Your instructions ▸ Pull out every line in the material below that contains the word "segment".

◆ ◆ ◆

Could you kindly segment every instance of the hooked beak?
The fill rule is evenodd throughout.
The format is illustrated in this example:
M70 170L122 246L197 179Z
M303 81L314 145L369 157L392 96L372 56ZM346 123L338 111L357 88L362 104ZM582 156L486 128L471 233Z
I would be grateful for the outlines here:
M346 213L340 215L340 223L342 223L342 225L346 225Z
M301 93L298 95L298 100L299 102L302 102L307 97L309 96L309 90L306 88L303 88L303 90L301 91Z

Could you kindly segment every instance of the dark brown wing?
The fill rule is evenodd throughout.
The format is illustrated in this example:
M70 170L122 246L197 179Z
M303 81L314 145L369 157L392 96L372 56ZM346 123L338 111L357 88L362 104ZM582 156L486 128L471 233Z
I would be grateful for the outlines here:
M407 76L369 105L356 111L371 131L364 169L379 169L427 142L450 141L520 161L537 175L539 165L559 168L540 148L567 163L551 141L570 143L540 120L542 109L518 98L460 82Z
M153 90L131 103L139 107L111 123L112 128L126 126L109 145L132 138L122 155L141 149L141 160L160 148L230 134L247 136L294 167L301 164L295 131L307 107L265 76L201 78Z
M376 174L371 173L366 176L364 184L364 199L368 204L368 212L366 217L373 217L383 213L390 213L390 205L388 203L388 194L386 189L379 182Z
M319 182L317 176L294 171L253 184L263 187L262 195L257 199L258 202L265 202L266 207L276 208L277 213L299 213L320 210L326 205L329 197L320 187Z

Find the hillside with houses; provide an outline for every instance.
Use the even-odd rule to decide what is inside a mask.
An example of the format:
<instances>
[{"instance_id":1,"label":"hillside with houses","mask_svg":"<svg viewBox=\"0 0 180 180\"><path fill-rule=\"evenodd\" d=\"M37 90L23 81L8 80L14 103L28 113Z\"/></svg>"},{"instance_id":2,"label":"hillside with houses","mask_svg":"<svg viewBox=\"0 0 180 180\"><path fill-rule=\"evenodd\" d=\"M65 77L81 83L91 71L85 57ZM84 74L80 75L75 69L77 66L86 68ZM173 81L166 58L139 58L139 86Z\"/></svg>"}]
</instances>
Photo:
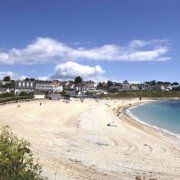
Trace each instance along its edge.
<instances>
[{"instance_id":1,"label":"hillside with houses","mask_svg":"<svg viewBox=\"0 0 180 180\"><path fill-rule=\"evenodd\" d=\"M34 78L13 80L9 76L0 80L0 98L14 96L31 96L35 99L60 99L62 97L98 97L100 95L127 92L178 92L178 82L148 81L144 83L129 83L127 80L119 82L98 82L83 81L78 76L69 81L42 81ZM144 93L145 94L145 93ZM172 94L172 93L171 93ZM143 94L142 94L143 96Z\"/></svg>"}]
</instances>

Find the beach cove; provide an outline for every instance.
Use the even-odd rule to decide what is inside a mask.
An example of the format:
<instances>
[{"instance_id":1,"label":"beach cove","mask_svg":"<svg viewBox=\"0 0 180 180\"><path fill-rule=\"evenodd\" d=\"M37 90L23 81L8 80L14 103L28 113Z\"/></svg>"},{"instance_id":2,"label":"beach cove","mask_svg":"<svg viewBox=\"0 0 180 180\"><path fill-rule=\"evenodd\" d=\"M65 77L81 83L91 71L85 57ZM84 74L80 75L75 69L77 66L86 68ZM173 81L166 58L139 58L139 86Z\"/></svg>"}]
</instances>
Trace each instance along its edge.
<instances>
[{"instance_id":1,"label":"beach cove","mask_svg":"<svg viewBox=\"0 0 180 180\"><path fill-rule=\"evenodd\" d=\"M0 106L0 125L9 125L31 143L48 179L178 180L179 140L125 113L145 102L149 100L7 104Z\"/></svg>"}]
</instances>

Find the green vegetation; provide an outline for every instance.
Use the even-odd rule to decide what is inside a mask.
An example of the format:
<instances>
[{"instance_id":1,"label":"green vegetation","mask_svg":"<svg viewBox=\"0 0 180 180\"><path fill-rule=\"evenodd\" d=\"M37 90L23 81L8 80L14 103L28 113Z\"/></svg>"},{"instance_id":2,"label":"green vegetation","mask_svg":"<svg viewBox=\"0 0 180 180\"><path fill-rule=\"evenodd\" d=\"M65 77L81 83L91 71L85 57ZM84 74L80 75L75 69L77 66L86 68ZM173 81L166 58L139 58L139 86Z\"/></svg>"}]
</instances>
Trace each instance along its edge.
<instances>
[{"instance_id":1,"label":"green vegetation","mask_svg":"<svg viewBox=\"0 0 180 180\"><path fill-rule=\"evenodd\" d=\"M75 84L78 84L78 83L82 83L83 82L83 79L81 76L77 76L75 79L74 79L74 83Z\"/></svg>"},{"instance_id":2,"label":"green vegetation","mask_svg":"<svg viewBox=\"0 0 180 180\"><path fill-rule=\"evenodd\" d=\"M7 127L0 133L0 179L42 180L42 169L34 163L30 144L18 139Z\"/></svg>"},{"instance_id":3,"label":"green vegetation","mask_svg":"<svg viewBox=\"0 0 180 180\"><path fill-rule=\"evenodd\" d=\"M107 98L127 98L127 97L152 97L152 98L163 98L163 97L180 97L178 91L122 91L118 93L104 94L103 97Z\"/></svg>"},{"instance_id":4,"label":"green vegetation","mask_svg":"<svg viewBox=\"0 0 180 180\"><path fill-rule=\"evenodd\" d=\"M9 101L19 101L19 100L28 100L32 99L29 96L14 96L14 97L6 97L6 98L0 98L0 103L6 103Z\"/></svg>"},{"instance_id":5,"label":"green vegetation","mask_svg":"<svg viewBox=\"0 0 180 180\"><path fill-rule=\"evenodd\" d=\"M7 97L14 97L14 96L15 96L15 94L13 92L10 92L10 93L6 92L3 94L0 94L0 99L1 98L7 98Z\"/></svg>"}]
</instances>

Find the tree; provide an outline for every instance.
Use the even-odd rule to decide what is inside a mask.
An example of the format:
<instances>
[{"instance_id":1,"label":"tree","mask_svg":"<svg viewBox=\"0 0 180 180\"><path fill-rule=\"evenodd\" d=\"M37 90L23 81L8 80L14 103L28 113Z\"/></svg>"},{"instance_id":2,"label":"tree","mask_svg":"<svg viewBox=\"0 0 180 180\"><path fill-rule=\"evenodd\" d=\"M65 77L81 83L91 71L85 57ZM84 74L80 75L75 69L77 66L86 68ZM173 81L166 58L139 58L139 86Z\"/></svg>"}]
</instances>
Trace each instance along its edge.
<instances>
[{"instance_id":1,"label":"tree","mask_svg":"<svg viewBox=\"0 0 180 180\"><path fill-rule=\"evenodd\" d=\"M128 84L128 81L127 80L123 81L123 84Z\"/></svg>"},{"instance_id":2,"label":"tree","mask_svg":"<svg viewBox=\"0 0 180 180\"><path fill-rule=\"evenodd\" d=\"M82 83L83 82L83 79L81 76L77 76L75 79L74 79L74 83L75 84L78 84L78 83Z\"/></svg>"},{"instance_id":3,"label":"tree","mask_svg":"<svg viewBox=\"0 0 180 180\"><path fill-rule=\"evenodd\" d=\"M113 82L112 82L112 81L110 81L110 80L108 80L108 82L107 82L107 86L108 86L108 87L113 86Z\"/></svg>"},{"instance_id":4,"label":"tree","mask_svg":"<svg viewBox=\"0 0 180 180\"><path fill-rule=\"evenodd\" d=\"M107 82L107 89L109 90L109 87L113 86L113 82L112 81L109 81Z\"/></svg>"},{"instance_id":5,"label":"tree","mask_svg":"<svg viewBox=\"0 0 180 180\"><path fill-rule=\"evenodd\" d=\"M179 83L178 83L178 82L173 82L173 83L172 83L172 85L174 85L174 86L178 86L178 85L179 85Z\"/></svg>"},{"instance_id":6,"label":"tree","mask_svg":"<svg viewBox=\"0 0 180 180\"><path fill-rule=\"evenodd\" d=\"M24 80L25 80L25 81L29 81L30 79L29 79L29 78L25 78Z\"/></svg>"},{"instance_id":7,"label":"tree","mask_svg":"<svg viewBox=\"0 0 180 180\"><path fill-rule=\"evenodd\" d=\"M0 179L42 180L41 166L34 163L30 144L18 139L8 127L0 134Z\"/></svg>"},{"instance_id":8,"label":"tree","mask_svg":"<svg viewBox=\"0 0 180 180\"><path fill-rule=\"evenodd\" d=\"M10 76L5 76L5 77L3 78L3 81L10 81L10 80L11 80Z\"/></svg>"},{"instance_id":9,"label":"tree","mask_svg":"<svg viewBox=\"0 0 180 180\"><path fill-rule=\"evenodd\" d=\"M3 87L3 88L13 89L13 88L14 88L14 83L8 82L8 83L2 85L2 87Z\"/></svg>"}]
</instances>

◆ ◆ ◆

Correct output ▸
Could you kindly segment every instance of the hooked beak?
Could you kindly segment every instance of the dark brown wing?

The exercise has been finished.